» Exercise tasks
A – Reproduce the stretch of the article on Memphis's AI email assistant from "Memphis, Tenn., now" through "contain potential threats.".
B – In the article on Memphis's AI email assistant, which company developed Themis AI Copilot?

(Quoted passage)

Memphis, Tenn., now relies on an AI email assistant to help employees spot and report dangerous phishing emails, which one IT official said cuts the time it takes for the city to identify and contain potential threats.
The city has adopted something known as an AI copilot, which automates some of the previously manual work of flagging and processing problematic emails. This, of course, is a key part of the city’s cybersecurity planning, as email is often a gateway for bad actors. And of late, bad actors are increasingly using AI to create more threatening phishing campaigns.
“These attacks are getting sophisticated, and we now have AI,” Deputy CIO Augustine Boateng told Government Technology. “These attackers try to use AI to circumvent some of the controls we’ve put in place.”
They’ve teamed with a vendor to try to make their own email more secure. Themis AI Copilot is a platform developed by the Atlanta-based company IRONSCALES, and it is embedded with Microsoft Outlook. Memphis adopted it shortly after its release in 2023. Boateng said they wanted to augment staff time spent on handling suspicious emails.
He advised other jurisdictions to focus on email security as well, and when working with a vendor product, to “make sure it fits into your security plan and make sure it’s going to meet policies that you’ve put into place to protect your environment.”
The Themis AI Copilot also offers employees real-time security guidance. According to IRONSCALES, it uses phishing simulations and end-user reporting tools to help staff recognize and report suspicious activity.

(End Quoted passage)
(Supplied data)

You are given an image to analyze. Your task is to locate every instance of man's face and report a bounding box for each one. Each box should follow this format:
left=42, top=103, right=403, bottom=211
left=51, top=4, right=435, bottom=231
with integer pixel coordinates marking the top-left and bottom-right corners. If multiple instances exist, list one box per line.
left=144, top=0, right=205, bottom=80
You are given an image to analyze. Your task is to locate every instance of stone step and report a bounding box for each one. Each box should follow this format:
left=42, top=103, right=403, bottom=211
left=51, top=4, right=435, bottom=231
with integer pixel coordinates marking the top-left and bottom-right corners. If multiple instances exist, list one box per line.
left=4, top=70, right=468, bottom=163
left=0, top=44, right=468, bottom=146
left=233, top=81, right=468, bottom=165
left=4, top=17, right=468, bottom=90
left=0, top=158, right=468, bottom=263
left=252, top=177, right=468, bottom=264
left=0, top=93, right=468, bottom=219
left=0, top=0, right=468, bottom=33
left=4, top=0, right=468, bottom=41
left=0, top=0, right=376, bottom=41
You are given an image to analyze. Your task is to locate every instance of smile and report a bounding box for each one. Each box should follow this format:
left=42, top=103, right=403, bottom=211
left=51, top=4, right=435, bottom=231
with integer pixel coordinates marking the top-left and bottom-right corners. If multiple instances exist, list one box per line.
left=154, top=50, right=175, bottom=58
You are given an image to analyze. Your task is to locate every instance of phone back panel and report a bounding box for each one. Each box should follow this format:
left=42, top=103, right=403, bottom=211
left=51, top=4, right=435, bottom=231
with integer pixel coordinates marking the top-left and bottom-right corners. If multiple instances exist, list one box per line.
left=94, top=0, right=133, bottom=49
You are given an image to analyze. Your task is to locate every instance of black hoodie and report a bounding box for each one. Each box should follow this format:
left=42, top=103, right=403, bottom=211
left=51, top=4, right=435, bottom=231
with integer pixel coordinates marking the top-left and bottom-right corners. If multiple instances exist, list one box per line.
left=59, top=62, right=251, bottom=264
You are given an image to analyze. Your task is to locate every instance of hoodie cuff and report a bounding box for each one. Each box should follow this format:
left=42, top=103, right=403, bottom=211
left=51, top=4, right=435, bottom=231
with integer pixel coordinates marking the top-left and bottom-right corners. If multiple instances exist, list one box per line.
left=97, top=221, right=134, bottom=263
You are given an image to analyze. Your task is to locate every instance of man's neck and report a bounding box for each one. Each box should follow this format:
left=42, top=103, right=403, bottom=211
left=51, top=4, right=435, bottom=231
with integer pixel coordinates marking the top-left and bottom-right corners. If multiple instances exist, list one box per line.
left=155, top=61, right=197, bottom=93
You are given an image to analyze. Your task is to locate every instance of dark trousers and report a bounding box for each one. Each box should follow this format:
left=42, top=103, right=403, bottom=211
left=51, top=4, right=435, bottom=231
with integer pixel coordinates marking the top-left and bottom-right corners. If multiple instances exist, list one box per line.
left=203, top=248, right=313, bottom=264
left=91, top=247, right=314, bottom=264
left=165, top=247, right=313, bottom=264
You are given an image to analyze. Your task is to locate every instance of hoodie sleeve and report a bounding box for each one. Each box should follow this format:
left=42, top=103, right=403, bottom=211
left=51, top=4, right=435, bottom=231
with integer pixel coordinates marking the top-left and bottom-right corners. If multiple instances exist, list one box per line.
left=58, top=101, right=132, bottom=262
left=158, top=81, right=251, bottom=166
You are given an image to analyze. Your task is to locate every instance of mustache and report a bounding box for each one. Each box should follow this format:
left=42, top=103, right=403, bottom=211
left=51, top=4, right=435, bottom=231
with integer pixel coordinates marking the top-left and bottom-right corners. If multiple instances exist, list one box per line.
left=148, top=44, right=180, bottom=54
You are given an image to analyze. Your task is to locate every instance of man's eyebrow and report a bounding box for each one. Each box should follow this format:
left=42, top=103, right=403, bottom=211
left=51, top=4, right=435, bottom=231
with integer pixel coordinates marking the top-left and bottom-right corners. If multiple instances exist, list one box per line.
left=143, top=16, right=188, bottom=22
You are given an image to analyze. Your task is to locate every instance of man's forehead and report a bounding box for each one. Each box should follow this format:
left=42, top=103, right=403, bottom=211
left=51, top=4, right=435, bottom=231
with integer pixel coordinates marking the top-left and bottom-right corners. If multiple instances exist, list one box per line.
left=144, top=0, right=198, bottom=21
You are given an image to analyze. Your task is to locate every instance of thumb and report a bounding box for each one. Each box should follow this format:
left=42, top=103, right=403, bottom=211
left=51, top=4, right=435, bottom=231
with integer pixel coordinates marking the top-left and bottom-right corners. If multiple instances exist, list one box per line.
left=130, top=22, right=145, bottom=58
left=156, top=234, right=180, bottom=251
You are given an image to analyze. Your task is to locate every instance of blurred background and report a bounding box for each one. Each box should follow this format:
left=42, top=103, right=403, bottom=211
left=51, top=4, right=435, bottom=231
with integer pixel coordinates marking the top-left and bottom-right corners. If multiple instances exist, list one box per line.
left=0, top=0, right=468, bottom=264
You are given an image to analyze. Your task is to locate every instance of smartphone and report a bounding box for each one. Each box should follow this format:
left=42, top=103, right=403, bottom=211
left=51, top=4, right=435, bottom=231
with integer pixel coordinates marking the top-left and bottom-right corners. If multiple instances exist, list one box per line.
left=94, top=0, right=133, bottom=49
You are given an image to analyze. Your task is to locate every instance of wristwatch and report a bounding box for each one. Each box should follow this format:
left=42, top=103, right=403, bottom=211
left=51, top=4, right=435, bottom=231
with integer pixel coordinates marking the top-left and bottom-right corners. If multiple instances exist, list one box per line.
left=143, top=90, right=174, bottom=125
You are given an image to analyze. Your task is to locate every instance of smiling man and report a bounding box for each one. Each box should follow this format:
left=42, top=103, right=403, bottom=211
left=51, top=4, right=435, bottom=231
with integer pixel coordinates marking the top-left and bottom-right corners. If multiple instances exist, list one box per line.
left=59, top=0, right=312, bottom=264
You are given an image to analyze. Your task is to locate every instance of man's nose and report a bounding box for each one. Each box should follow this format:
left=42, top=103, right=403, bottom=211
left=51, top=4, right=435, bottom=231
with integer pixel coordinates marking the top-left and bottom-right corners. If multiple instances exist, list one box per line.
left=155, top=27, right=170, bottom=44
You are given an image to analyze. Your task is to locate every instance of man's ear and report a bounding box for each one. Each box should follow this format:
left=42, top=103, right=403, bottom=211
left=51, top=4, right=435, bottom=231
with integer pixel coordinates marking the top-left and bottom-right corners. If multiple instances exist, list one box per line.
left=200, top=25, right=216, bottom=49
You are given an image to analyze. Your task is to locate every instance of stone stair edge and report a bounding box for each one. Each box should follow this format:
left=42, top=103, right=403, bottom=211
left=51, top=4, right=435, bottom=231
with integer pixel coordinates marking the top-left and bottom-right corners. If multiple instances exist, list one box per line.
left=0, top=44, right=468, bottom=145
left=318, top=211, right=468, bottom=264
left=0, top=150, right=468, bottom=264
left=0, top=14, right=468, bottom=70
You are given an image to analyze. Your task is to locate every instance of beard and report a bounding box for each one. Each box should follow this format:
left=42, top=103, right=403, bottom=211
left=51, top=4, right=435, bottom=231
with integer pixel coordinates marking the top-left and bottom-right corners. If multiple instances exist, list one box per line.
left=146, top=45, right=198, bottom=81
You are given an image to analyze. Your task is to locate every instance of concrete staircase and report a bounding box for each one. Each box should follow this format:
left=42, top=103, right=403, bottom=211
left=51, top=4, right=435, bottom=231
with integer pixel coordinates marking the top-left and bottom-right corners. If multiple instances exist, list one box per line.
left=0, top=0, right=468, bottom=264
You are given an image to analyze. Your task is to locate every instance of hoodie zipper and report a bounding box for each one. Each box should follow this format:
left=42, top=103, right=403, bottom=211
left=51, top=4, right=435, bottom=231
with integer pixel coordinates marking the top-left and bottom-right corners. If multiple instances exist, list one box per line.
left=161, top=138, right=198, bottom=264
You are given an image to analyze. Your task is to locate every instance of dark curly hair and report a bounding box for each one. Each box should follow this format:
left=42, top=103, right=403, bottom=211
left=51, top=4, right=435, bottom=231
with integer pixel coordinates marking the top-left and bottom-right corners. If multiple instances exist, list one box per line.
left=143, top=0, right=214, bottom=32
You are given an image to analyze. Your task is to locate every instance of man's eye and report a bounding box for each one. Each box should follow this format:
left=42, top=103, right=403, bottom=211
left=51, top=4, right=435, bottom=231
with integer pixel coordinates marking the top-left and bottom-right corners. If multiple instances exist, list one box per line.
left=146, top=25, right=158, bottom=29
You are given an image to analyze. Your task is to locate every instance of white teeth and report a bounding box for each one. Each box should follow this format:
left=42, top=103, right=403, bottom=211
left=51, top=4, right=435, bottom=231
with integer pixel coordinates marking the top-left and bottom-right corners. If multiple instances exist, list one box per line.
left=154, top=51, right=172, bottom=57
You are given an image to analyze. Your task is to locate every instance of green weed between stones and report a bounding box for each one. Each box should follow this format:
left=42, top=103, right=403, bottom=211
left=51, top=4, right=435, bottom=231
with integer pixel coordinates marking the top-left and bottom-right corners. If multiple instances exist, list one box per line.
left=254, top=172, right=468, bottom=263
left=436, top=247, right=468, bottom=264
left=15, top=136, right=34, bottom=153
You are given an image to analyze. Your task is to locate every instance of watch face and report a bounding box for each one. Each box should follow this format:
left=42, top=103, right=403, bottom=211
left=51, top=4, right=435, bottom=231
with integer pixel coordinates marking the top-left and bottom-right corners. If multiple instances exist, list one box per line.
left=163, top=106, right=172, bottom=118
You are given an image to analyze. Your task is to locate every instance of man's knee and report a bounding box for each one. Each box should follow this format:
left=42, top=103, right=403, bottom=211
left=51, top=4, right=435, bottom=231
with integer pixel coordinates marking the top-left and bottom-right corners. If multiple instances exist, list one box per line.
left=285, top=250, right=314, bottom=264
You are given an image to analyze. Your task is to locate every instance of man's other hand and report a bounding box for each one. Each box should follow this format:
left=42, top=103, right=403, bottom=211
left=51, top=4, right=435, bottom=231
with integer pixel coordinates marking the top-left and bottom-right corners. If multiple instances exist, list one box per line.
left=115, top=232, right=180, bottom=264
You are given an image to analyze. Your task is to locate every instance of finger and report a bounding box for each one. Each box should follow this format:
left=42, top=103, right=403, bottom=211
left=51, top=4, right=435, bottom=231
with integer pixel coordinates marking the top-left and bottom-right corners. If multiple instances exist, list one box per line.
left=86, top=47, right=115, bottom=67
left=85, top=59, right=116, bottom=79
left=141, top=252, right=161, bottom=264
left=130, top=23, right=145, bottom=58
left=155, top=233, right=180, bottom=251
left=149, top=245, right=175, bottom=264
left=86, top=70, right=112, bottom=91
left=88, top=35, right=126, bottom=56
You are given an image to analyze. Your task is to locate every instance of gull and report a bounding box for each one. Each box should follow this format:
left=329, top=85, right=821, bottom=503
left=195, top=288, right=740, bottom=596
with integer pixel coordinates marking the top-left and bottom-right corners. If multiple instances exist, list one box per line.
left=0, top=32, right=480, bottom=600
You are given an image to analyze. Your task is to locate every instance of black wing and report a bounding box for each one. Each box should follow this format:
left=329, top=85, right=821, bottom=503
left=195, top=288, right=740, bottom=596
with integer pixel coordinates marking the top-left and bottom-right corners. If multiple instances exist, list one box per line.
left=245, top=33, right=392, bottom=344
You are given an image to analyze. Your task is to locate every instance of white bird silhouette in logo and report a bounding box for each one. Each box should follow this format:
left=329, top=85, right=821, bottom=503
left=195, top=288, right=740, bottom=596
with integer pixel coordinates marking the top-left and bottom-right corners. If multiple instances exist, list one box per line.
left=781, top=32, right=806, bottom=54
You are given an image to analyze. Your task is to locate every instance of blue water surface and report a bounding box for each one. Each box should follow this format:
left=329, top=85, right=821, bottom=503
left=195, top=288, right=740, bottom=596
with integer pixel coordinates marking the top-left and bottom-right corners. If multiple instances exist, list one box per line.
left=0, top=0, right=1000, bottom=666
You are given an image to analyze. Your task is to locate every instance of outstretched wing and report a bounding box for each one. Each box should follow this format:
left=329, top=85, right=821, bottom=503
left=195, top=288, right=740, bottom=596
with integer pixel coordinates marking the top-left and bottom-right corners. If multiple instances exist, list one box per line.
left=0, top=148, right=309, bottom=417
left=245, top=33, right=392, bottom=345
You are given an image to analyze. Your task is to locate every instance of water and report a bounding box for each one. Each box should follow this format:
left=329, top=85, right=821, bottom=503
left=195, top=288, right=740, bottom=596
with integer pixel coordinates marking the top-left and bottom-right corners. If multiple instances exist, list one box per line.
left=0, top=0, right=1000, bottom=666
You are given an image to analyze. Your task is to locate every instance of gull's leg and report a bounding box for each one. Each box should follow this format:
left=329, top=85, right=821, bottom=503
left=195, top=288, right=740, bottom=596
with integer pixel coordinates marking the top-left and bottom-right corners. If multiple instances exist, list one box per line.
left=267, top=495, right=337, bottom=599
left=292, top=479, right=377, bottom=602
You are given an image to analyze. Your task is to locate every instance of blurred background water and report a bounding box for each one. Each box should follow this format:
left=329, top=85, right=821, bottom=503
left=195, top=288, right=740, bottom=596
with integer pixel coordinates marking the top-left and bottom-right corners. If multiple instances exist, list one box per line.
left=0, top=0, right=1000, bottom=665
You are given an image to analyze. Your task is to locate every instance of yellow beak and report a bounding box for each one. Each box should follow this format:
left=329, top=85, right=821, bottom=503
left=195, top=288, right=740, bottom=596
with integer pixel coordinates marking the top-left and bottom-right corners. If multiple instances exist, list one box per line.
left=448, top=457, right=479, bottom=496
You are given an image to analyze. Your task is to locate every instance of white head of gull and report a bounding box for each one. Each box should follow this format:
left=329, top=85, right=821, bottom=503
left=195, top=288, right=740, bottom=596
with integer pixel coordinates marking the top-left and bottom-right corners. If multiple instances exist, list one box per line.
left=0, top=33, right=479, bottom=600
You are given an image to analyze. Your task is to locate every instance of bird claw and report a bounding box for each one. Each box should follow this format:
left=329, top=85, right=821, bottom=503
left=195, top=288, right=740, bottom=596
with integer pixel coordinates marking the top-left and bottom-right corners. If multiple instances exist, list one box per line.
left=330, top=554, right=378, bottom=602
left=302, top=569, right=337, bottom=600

(End Supplied data)

» Replies
A –
Memphis, Tenn., now relies on an AI email assistant to help employees spot and report dangerous phishing emails, which one IT official said cuts the time it takes for the city to identify and contain potential threats.

B – IRONSCALES, a company based in Atlanta.